BEGIN The input
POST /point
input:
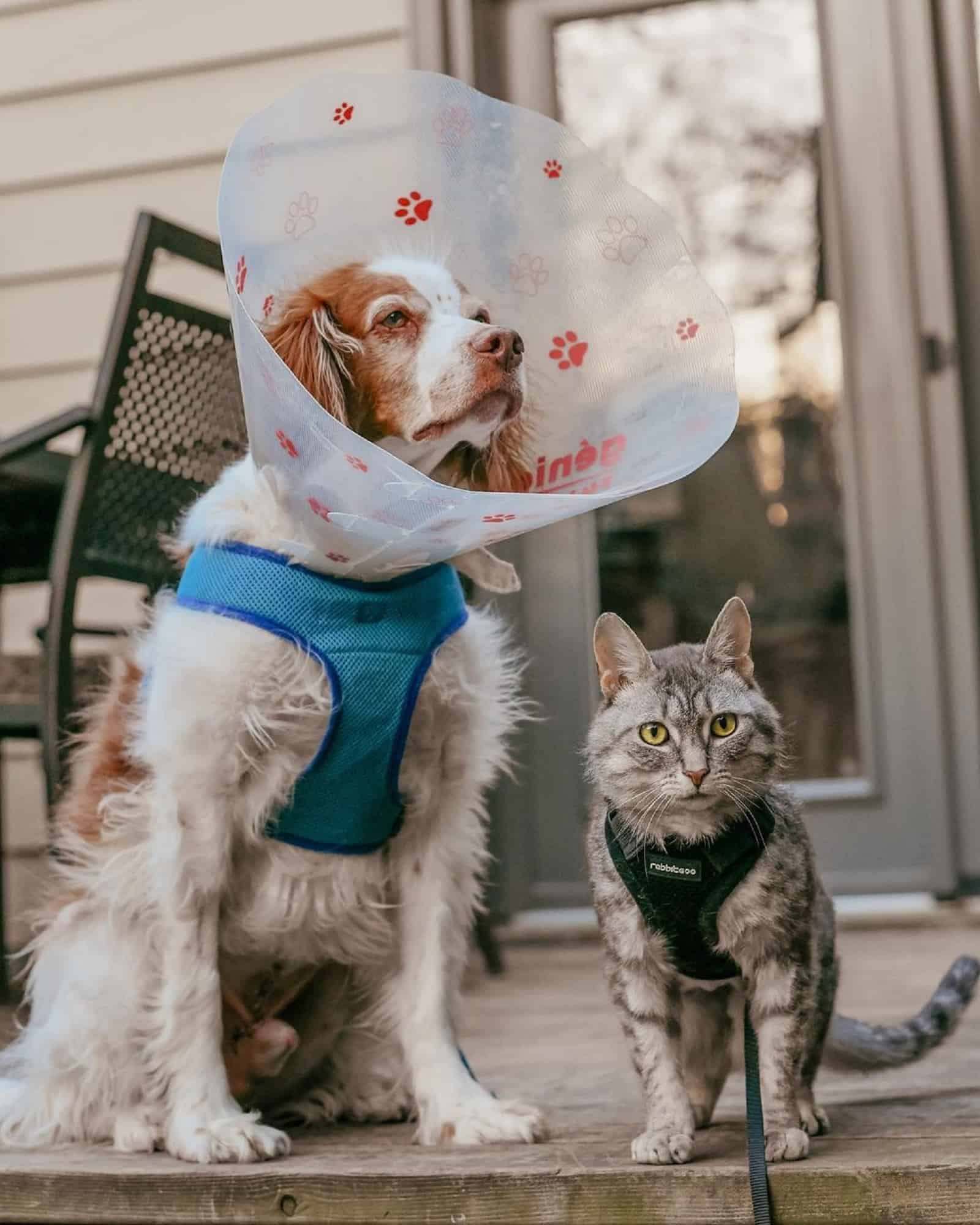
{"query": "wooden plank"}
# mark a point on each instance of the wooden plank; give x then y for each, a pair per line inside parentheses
(856, 1183)
(46, 239)
(906, 1146)
(154, 124)
(13, 8)
(77, 314)
(28, 401)
(58, 50)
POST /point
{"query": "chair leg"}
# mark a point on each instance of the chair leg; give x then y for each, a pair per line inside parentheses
(4, 966)
(489, 945)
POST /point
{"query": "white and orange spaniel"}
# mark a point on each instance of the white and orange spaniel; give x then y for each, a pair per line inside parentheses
(182, 929)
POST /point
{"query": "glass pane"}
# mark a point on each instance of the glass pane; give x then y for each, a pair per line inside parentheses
(714, 107)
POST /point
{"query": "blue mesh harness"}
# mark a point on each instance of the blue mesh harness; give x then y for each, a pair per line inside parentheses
(375, 643)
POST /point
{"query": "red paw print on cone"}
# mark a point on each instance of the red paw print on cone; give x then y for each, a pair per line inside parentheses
(413, 209)
(688, 329)
(569, 351)
(287, 444)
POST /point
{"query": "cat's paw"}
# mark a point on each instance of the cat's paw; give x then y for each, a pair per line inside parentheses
(787, 1145)
(814, 1120)
(663, 1147)
(233, 1139)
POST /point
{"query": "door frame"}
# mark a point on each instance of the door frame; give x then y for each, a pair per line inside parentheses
(881, 99)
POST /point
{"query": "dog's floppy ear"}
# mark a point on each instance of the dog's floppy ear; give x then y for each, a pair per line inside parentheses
(308, 339)
(489, 573)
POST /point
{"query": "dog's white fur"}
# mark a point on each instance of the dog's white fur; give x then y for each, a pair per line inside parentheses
(124, 1042)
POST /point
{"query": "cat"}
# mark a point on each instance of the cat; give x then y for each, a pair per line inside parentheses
(685, 758)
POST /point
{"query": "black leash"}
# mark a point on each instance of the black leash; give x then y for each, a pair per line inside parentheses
(755, 1129)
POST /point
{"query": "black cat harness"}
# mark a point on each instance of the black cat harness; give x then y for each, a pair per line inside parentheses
(679, 892)
(682, 890)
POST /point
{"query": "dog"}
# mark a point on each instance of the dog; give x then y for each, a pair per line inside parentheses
(173, 902)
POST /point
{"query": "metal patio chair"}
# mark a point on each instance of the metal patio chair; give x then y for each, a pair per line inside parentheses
(165, 422)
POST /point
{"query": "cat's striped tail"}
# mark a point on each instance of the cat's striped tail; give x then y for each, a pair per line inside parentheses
(856, 1047)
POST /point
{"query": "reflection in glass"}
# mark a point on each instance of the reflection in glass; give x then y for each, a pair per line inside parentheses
(714, 107)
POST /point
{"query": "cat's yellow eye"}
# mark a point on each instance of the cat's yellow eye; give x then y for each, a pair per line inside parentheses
(725, 725)
(652, 733)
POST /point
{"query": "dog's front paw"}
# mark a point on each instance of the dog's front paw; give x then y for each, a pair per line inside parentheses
(787, 1145)
(663, 1147)
(483, 1121)
(233, 1139)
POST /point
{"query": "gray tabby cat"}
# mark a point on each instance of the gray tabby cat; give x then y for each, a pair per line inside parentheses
(685, 755)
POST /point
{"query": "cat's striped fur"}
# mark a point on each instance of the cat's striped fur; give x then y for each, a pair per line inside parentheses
(778, 925)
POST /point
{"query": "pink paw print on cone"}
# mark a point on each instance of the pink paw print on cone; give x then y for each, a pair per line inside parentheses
(569, 351)
(688, 329)
(413, 209)
(287, 444)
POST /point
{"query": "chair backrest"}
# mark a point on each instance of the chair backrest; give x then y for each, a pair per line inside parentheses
(168, 418)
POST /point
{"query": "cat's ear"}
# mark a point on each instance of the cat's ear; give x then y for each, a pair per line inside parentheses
(620, 656)
(731, 639)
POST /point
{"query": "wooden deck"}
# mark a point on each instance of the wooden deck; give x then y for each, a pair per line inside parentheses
(906, 1146)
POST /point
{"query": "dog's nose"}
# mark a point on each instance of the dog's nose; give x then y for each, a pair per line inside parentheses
(500, 344)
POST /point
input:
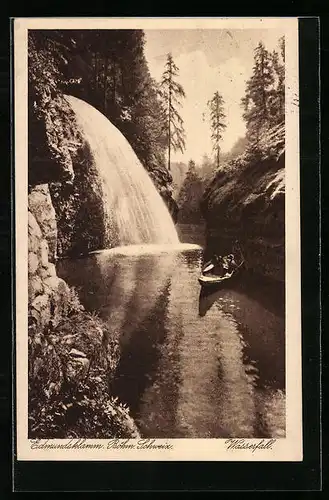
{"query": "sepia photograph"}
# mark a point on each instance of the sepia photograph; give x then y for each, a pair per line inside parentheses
(157, 239)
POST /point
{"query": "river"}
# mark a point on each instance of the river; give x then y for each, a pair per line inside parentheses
(193, 364)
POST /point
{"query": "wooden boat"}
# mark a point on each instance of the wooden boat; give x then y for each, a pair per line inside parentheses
(208, 278)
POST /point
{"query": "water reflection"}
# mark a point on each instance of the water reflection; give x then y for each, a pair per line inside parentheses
(193, 364)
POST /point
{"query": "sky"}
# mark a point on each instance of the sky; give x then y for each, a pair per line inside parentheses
(208, 60)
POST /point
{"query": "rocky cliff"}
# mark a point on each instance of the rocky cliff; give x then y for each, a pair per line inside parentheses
(72, 354)
(246, 201)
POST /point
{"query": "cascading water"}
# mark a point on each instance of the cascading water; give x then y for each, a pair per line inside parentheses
(133, 207)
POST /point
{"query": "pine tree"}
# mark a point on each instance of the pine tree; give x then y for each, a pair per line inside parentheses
(172, 92)
(278, 98)
(217, 121)
(190, 195)
(259, 94)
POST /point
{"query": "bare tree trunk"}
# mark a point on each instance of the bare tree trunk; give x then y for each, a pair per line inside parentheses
(169, 127)
(105, 83)
(96, 71)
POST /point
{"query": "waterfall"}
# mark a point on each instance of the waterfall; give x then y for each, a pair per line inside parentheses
(133, 207)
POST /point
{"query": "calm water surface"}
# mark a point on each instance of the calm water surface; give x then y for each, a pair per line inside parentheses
(193, 364)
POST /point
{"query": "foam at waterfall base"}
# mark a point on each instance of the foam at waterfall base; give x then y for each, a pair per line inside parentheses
(148, 249)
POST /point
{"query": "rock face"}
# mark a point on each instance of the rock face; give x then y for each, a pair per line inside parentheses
(48, 294)
(246, 201)
(72, 355)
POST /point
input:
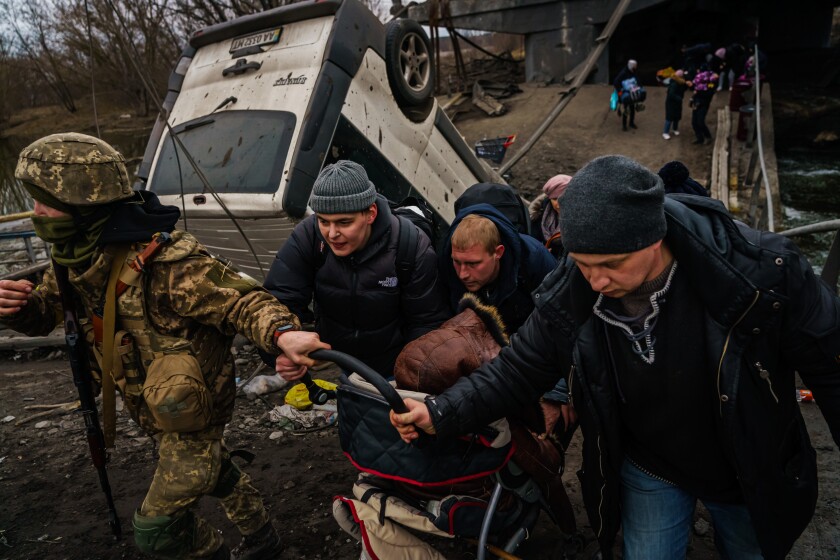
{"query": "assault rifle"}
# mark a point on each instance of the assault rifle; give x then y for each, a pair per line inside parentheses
(80, 364)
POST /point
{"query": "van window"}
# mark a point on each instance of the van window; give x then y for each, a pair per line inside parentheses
(238, 152)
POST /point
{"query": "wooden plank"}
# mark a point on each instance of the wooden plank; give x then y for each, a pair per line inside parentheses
(54, 340)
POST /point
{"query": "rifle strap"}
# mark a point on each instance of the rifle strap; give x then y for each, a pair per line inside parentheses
(109, 408)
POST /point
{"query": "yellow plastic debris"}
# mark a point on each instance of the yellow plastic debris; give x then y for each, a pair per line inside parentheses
(298, 396)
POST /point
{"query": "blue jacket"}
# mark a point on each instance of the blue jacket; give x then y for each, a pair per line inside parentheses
(359, 306)
(766, 317)
(523, 266)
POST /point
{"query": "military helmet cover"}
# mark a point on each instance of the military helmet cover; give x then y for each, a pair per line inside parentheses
(76, 169)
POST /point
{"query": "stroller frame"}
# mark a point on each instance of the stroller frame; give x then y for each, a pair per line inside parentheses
(507, 477)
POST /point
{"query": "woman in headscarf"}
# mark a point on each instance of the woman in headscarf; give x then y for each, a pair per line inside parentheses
(545, 214)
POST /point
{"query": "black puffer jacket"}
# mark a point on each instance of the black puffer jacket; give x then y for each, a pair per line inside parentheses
(767, 316)
(359, 307)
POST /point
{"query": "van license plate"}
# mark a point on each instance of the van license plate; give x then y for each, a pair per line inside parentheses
(256, 39)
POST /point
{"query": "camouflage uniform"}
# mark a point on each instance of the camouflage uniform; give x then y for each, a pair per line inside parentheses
(185, 302)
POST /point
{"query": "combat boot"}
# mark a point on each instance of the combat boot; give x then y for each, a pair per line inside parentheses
(265, 544)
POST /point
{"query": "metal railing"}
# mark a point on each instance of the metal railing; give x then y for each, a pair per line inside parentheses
(831, 268)
(756, 179)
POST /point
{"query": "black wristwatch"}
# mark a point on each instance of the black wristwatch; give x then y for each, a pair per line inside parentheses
(280, 330)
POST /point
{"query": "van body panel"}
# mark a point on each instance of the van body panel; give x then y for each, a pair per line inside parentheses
(221, 237)
(259, 21)
(273, 114)
(287, 76)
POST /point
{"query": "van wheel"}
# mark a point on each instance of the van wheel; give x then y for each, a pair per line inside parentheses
(408, 59)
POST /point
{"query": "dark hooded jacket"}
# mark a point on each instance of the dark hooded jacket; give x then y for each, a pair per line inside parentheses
(359, 306)
(766, 317)
(523, 266)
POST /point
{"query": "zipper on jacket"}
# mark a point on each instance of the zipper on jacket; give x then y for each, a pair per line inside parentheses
(726, 347)
(765, 375)
(353, 284)
(571, 385)
(603, 489)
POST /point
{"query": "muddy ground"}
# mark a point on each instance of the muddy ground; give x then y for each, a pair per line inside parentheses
(53, 508)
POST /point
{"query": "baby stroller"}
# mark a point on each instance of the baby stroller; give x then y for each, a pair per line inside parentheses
(427, 486)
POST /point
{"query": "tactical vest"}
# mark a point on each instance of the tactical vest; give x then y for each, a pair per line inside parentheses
(139, 344)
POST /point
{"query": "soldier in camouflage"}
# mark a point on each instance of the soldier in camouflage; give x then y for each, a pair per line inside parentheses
(179, 314)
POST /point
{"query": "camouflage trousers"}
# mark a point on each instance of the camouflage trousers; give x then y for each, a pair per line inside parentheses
(188, 469)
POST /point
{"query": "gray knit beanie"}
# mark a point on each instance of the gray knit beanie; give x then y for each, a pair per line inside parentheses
(613, 205)
(342, 187)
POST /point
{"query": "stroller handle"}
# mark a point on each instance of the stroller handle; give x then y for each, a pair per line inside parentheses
(350, 363)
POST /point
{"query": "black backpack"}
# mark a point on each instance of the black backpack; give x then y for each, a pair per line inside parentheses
(503, 198)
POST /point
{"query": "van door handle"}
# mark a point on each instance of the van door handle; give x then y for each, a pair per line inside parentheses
(242, 65)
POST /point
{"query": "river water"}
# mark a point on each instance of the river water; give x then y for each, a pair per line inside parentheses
(809, 180)
(810, 188)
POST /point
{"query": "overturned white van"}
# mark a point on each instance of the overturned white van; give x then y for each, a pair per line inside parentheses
(257, 106)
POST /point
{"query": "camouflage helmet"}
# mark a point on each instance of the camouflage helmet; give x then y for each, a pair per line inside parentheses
(76, 169)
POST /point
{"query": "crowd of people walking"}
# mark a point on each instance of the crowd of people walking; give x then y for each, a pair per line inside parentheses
(700, 70)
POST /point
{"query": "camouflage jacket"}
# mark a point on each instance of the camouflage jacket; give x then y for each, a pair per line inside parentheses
(185, 295)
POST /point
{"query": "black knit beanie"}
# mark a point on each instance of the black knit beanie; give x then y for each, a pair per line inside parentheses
(342, 187)
(613, 205)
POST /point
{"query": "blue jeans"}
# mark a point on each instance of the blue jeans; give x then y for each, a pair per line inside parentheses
(656, 518)
(698, 122)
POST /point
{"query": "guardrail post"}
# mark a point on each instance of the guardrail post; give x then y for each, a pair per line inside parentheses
(831, 270)
(29, 250)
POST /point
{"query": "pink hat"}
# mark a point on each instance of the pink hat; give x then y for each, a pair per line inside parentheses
(556, 186)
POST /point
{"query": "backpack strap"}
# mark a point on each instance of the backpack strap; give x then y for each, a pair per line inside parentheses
(407, 241)
(319, 248)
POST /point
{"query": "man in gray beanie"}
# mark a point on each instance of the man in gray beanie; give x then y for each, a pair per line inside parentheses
(682, 331)
(344, 257)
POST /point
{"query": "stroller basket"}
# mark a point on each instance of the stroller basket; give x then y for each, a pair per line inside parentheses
(494, 149)
(435, 465)
(374, 446)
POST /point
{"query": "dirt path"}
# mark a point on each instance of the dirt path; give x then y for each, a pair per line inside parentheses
(584, 130)
(53, 509)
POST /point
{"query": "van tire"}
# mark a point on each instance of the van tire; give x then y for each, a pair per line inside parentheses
(408, 60)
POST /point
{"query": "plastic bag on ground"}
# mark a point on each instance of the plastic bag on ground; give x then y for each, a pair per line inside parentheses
(262, 385)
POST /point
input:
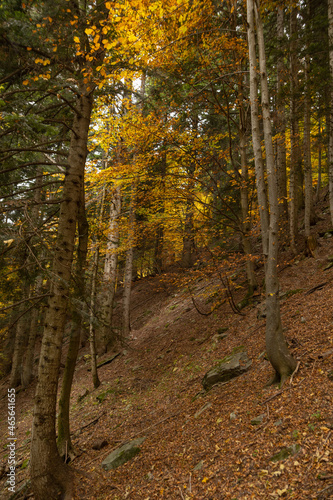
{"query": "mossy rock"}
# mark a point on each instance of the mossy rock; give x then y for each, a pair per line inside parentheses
(286, 453)
(123, 454)
(230, 367)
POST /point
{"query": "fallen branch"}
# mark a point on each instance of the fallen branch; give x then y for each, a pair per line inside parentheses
(294, 372)
(318, 287)
(109, 360)
(93, 422)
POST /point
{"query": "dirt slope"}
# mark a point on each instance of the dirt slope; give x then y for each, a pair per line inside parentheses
(205, 447)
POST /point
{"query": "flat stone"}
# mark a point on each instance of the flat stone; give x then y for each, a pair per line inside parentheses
(230, 367)
(123, 454)
(286, 453)
(258, 420)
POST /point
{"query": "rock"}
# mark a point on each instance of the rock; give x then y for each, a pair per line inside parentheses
(205, 407)
(98, 445)
(261, 310)
(286, 453)
(258, 420)
(230, 367)
(123, 454)
(199, 466)
(325, 354)
(82, 395)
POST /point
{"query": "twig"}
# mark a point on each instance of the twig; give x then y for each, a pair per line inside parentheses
(318, 287)
(328, 488)
(181, 493)
(294, 372)
(90, 423)
(272, 397)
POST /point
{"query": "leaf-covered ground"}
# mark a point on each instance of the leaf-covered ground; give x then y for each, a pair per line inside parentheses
(205, 446)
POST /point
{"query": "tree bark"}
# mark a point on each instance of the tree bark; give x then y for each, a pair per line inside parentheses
(294, 134)
(281, 131)
(246, 225)
(28, 361)
(21, 338)
(309, 209)
(50, 477)
(129, 268)
(64, 443)
(92, 336)
(110, 271)
(330, 145)
(258, 159)
(276, 347)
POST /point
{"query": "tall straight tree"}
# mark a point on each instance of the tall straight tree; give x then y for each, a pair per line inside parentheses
(330, 145)
(255, 124)
(276, 347)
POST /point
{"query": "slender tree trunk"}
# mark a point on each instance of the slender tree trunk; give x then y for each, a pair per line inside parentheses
(281, 130)
(92, 336)
(246, 225)
(330, 145)
(28, 362)
(309, 209)
(129, 268)
(21, 337)
(158, 250)
(258, 159)
(294, 134)
(276, 347)
(65, 446)
(110, 270)
(188, 254)
(319, 160)
(50, 477)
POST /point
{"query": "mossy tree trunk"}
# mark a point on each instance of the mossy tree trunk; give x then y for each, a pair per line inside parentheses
(50, 477)
(65, 446)
(276, 347)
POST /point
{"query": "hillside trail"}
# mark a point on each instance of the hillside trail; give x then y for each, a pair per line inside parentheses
(204, 446)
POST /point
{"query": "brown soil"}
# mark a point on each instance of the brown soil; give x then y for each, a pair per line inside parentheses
(150, 391)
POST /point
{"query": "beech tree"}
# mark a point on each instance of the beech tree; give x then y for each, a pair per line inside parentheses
(276, 347)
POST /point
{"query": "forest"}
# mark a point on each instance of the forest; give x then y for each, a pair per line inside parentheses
(179, 147)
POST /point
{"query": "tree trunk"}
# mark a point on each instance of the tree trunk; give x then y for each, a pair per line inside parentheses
(50, 478)
(276, 347)
(28, 362)
(129, 268)
(64, 443)
(309, 209)
(319, 159)
(294, 134)
(246, 226)
(21, 337)
(188, 255)
(110, 270)
(258, 159)
(92, 336)
(330, 145)
(281, 131)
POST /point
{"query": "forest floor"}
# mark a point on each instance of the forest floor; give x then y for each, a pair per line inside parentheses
(204, 446)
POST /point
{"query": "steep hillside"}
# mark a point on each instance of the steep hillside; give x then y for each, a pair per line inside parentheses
(205, 446)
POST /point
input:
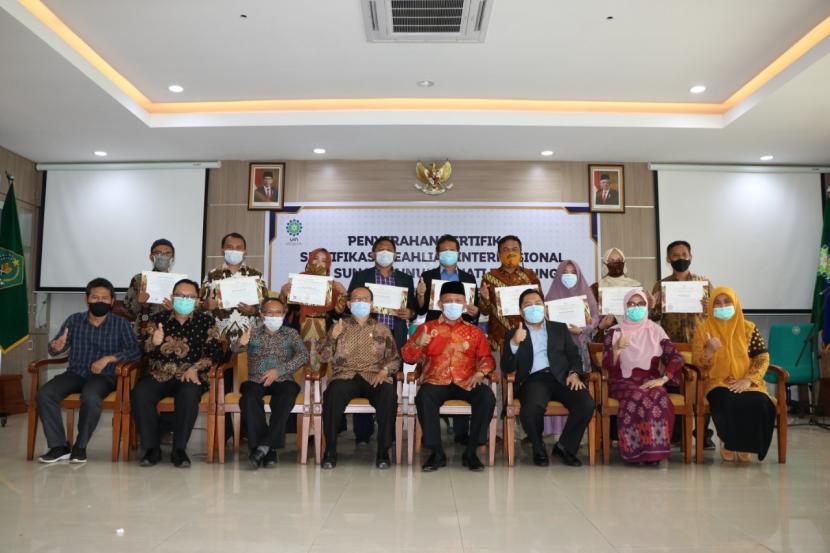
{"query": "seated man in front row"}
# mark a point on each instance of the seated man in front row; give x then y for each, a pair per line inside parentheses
(96, 340)
(182, 345)
(456, 359)
(275, 353)
(548, 367)
(364, 358)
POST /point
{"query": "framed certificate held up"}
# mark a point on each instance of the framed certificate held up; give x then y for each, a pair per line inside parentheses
(683, 297)
(571, 311)
(236, 290)
(158, 285)
(507, 299)
(388, 299)
(310, 289)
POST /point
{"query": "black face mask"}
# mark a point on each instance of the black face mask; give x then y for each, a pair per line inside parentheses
(99, 308)
(616, 269)
(681, 265)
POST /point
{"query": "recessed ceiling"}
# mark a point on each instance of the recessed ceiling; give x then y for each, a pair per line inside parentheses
(50, 110)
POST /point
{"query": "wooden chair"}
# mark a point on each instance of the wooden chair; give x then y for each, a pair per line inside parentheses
(683, 402)
(450, 408)
(358, 406)
(113, 402)
(229, 403)
(207, 406)
(554, 408)
(780, 401)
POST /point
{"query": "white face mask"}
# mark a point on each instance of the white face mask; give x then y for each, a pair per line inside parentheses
(234, 257)
(385, 258)
(273, 323)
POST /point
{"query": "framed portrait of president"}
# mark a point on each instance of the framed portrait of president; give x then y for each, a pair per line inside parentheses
(606, 188)
(266, 186)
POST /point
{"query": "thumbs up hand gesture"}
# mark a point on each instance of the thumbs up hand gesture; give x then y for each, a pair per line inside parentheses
(712, 344)
(520, 335)
(158, 335)
(426, 338)
(60, 342)
(338, 328)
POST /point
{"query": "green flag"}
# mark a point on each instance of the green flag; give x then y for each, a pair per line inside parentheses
(14, 305)
(823, 276)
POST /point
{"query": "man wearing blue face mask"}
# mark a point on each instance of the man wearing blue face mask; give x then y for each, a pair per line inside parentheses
(275, 353)
(383, 252)
(182, 345)
(548, 367)
(363, 358)
(231, 322)
(162, 254)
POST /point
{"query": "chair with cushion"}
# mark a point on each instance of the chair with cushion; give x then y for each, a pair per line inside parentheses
(780, 401)
(113, 402)
(358, 406)
(554, 408)
(683, 402)
(450, 408)
(229, 403)
(207, 406)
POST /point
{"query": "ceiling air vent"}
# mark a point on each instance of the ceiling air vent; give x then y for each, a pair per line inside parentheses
(426, 20)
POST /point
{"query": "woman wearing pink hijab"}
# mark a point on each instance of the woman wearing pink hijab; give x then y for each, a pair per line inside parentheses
(569, 282)
(633, 353)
END The input
Pick out and copy every line of the listing above that contains the word "plate". Matches must agree in case.

**Task answer:**
{"query": "van license plate"}
# mark a point on each instance of the van license plate; give x then y for each, a pair per line inside parentheses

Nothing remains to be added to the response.